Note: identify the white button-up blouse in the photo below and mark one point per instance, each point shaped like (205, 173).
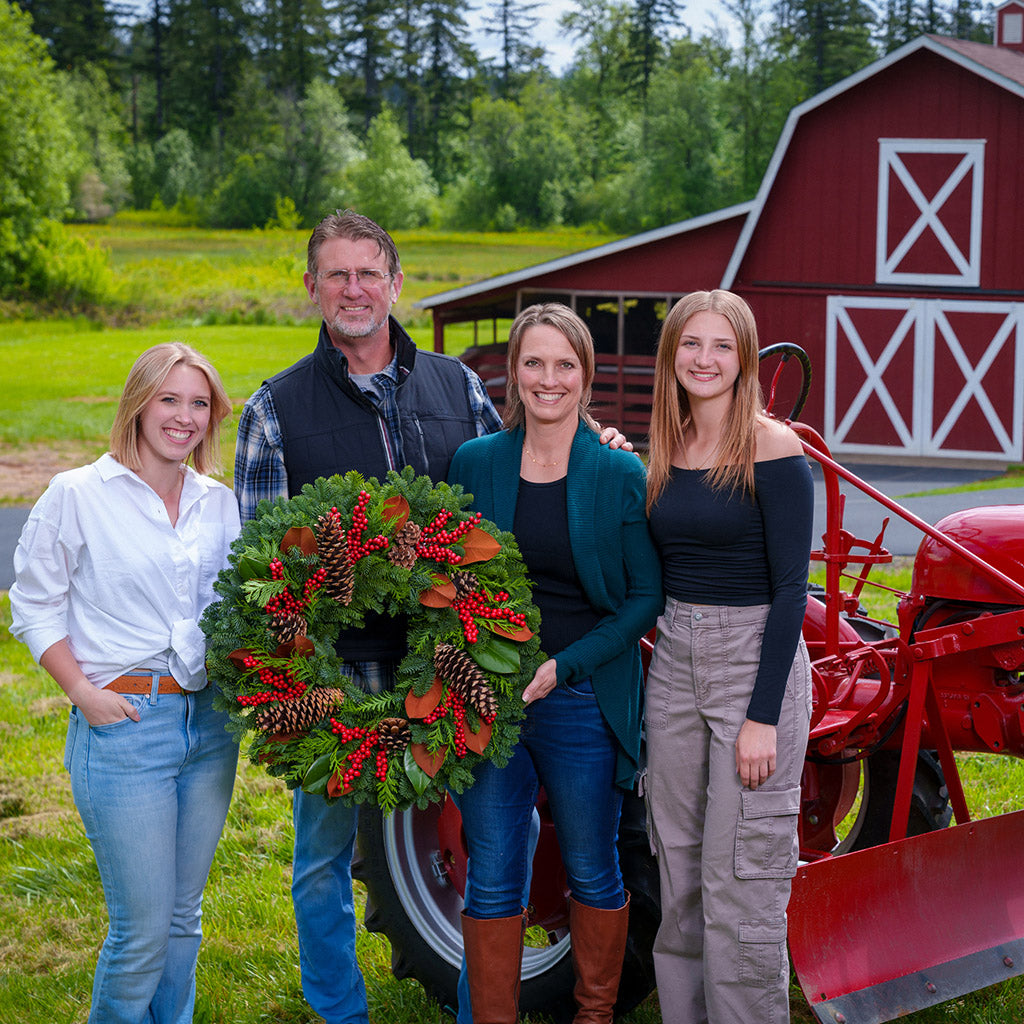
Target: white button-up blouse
(98, 562)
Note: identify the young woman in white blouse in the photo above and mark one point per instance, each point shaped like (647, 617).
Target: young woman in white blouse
(113, 571)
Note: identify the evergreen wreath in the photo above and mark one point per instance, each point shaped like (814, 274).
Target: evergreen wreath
(308, 566)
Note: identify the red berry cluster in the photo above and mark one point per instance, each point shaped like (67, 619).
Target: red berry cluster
(434, 539)
(370, 739)
(283, 685)
(356, 546)
(477, 604)
(454, 704)
(286, 603)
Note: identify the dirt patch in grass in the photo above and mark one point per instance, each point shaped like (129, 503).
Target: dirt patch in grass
(26, 471)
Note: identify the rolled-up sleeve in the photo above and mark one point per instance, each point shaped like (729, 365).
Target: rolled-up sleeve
(43, 566)
(259, 457)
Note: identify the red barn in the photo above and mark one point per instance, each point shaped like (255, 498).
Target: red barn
(887, 239)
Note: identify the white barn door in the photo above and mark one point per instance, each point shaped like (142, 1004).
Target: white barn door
(925, 377)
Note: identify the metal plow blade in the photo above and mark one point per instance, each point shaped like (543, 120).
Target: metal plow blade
(884, 932)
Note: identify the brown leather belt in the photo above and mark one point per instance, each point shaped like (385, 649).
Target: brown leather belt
(143, 684)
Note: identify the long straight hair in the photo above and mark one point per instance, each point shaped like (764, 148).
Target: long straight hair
(574, 331)
(733, 467)
(146, 378)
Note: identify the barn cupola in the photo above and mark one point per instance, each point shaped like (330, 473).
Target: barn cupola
(1010, 26)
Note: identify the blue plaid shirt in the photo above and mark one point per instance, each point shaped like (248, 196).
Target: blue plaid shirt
(259, 457)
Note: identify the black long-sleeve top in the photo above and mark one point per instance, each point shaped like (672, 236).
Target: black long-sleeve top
(720, 547)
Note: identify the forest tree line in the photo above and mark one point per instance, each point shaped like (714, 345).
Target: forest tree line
(248, 113)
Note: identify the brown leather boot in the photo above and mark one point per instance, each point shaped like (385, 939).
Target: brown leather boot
(598, 948)
(494, 960)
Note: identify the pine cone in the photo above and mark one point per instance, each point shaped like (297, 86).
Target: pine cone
(301, 715)
(466, 679)
(395, 735)
(333, 551)
(410, 534)
(402, 555)
(286, 627)
(465, 583)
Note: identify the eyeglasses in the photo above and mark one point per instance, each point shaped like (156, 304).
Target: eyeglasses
(368, 278)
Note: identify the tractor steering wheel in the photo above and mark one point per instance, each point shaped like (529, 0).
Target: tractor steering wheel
(784, 351)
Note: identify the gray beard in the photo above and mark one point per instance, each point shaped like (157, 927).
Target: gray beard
(342, 330)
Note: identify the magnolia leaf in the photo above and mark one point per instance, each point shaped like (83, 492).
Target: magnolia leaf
(505, 629)
(315, 778)
(499, 655)
(443, 586)
(302, 646)
(417, 776)
(395, 510)
(335, 786)
(301, 538)
(478, 546)
(477, 741)
(423, 706)
(433, 598)
(429, 762)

**PROBLEM:** Transcribe the material as is, with images omitted.

**THE COMPLETED TASK:**
Note: identify the white button-up blouse in the photo below and mark one point per instance, each point shaped like (205, 173).
Target: white button-up blouse
(98, 562)
Note: identify the young woman in white blouse in the photo above and mark one point per instance, each point shaped like (647, 617).
Target: young woman in white blouse
(113, 571)
Note: identify the evergreen wreath in the photo above and mark one point per instance, each point shaped like (814, 274).
Target: evergreen wreath
(308, 566)
Note: identify the red berry cluster in the photo above and mark one point per instance, each point shaped like (67, 619).
Target: red berry cluster
(434, 539)
(370, 739)
(283, 685)
(356, 546)
(477, 604)
(454, 704)
(286, 603)
Note: identify the dirt patch in grass in the photo above and mark one point per instance, each point shaped like (129, 503).
Target: dirt patch in grass
(26, 471)
Note: identify the rolled-up sleeve in the photo above and mark one point per instance, each point shaped like (729, 365).
Target: rolled-up sleeve
(43, 566)
(259, 457)
Note: identify the red barn in the photo above and mark one point per instance, each point shaped like (255, 498).
Target: red barn
(887, 239)
Note: identify the white barn door in the photo above and mark one point per instance, each point shaped like (142, 1004).
Target: white barn door
(925, 377)
Note: identify the metal plow blade in the photo above and mark one point per instance, each point shaped like (543, 120).
Target: metal plow blade
(884, 932)
Note: identify the brown leather belt in the photo above and mark one point per instance, each point shaped like (385, 649).
Target: brown leather belt
(143, 684)
Note: identify the long straight hair in the photo above and mark one point per instance, each point shaped like (764, 148).
Target: long straight hair
(574, 331)
(733, 467)
(146, 378)
Note: identify the barn cupola in the photo above and mark one point per instance, each point shaped like (330, 473).
Target: barn cupola
(1010, 26)
Note: identify the blue plaid shirt in the photo above and mark one point per instance, each point shaped like (248, 196).
Target: blue plaid shirt
(259, 457)
Note: identify the black long-sleeve top in the photo above and mark one point per instance, each point shaped like (672, 236).
Target: black long-sleeve top
(720, 547)
Note: identify the forest tree line in the photo above and mark one point per instance, each point shaped like (714, 345).
Target: forest tree line
(248, 113)
Note: identify the brown leather boot in the photo above and mark one point per instance, each point shaped like (385, 939).
Target: brown leather boot
(598, 948)
(494, 960)
Note: identify the pine cone in the photo above and mark one point per instance, each point shaped like (297, 86).
Target: pine cone
(301, 715)
(466, 679)
(395, 735)
(333, 551)
(410, 534)
(402, 555)
(286, 627)
(465, 583)
Note: identify the eyeglasses in the photo above and mark one point per instance, each point shaped like (156, 304).
Target: eyeglasses
(368, 278)
Note: identify the tractor steering wheel in the photo above and mark one point per instance, each point shaped like (529, 0).
Target: tractor steering wheel
(784, 351)
Note: identify the gray beard in the photo above and mark one point per instance, each point shaped like (157, 927).
Target: gray beard
(342, 330)
Note: identify the magnolia leaf in the photo above and mark one point per instance, each point shaped like (83, 492).
Target: magnolia leaf
(505, 629)
(315, 778)
(499, 655)
(443, 586)
(302, 646)
(417, 776)
(395, 510)
(335, 786)
(301, 538)
(478, 546)
(477, 741)
(423, 706)
(433, 598)
(429, 762)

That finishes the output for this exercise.